(TEXT PROVIDED begins)
Coach Carries Father’s Legacy to Ohio State – Ohio State Buckeyes
8/23/2001 12:00:00 AM | Football
Aug. 23, 2001
By RUSTY MILLER
AP Sports Writer
COLUMBUS, Ohio (AP) – Freshman Lee Tressel scored two touchdowns in Ohio State’s spring game in 1943, but his hopes of a Buckeyes career ended when he enlisted in the Navy soon after.
Fifty-eight years later, his son is reviving a family dream of making the name Tressel synonymous with Ohio State greatness.
Jim Tressel is beginning his first season as head coach with the Buckeyes, returning to the school where he was once an assistant and his father was a promising player.
“Oh, I’m sure he loved Ohio State,” Tressel said. “Ohio State was everything to a farm boy from Ada, Ohio. He never talked about being disappointed that he missed that opportunity because he still went and did what he wanted to do. But we all knew how he felt about Ohio State.”
Lee Tressel went on to a Hall of Fame coaching career at Baldwin-Wallace College.
The family lived in Berea, outside Cleveland, and the dinner table was often shared with players the coach brought home for some of Eloise Tressel’s spaghetti.
The door was always open.
“There were so many big football players coming and going,” said Obie Bender, who played for Lee Tressel and is now a vice president and graduate professor at Baldwin-Wallace. “They gave up a lot individually.”
The youngest of three sons, all of whom would go on to become teachers and football coaches, Jim flourished in the small-college atmosphere. He loved being around his father and his players during Saturday afternoon games at Watts Stadium.
Later, after the crowd had gone home, he and his brothers would scavenge under the bleachers for spare change that had fallen out of fans’ pockets.
(TEXT PROVIDED ends)
* TASK TO CARRY OUT
Answer these from the article on Jim Tressel and Ohio State:
(a) In what year did Lee Tressel score two touchdowns in Ohio State's spring game?
(b) At which college did Lee Tressel have his Hall of Fame coaching career?
(c) What did Jim Tressel and his brothers search for under the bleachers after the crowd had gone home?
(MATERIAL SHOWN begins)
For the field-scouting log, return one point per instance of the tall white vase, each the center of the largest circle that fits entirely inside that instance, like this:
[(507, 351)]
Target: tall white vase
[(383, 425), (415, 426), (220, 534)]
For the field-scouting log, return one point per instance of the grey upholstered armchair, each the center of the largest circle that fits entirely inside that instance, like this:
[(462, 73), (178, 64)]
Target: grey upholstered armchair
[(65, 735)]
(MATERIAL SHOWN ends)
(MATERIAL SHOWN begins)
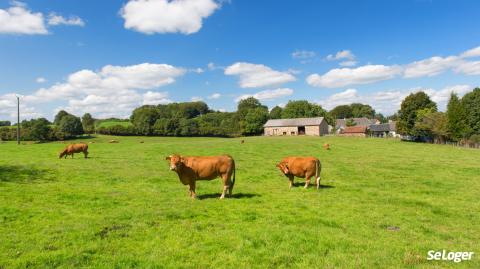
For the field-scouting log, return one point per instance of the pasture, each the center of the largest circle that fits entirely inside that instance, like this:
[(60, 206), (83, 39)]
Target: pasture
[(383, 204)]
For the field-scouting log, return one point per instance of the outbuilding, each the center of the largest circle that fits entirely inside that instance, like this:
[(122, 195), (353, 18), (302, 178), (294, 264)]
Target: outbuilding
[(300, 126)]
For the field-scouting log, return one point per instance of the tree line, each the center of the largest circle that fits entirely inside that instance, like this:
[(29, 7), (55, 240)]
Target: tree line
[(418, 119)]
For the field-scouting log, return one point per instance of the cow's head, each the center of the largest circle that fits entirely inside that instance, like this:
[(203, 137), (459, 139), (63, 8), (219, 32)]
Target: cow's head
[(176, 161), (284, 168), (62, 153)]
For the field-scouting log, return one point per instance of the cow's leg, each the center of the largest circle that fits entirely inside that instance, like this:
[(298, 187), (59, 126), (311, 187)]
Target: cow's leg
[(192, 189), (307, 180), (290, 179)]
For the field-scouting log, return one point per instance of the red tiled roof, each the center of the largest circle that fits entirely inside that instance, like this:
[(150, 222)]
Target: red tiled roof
(MATERIAL SHOWN ends)
* EXERCISE ANSWER
(a) 1943
(b) Baldwin-Wallace College
(c) Spare change that had fallen out of fans' pockets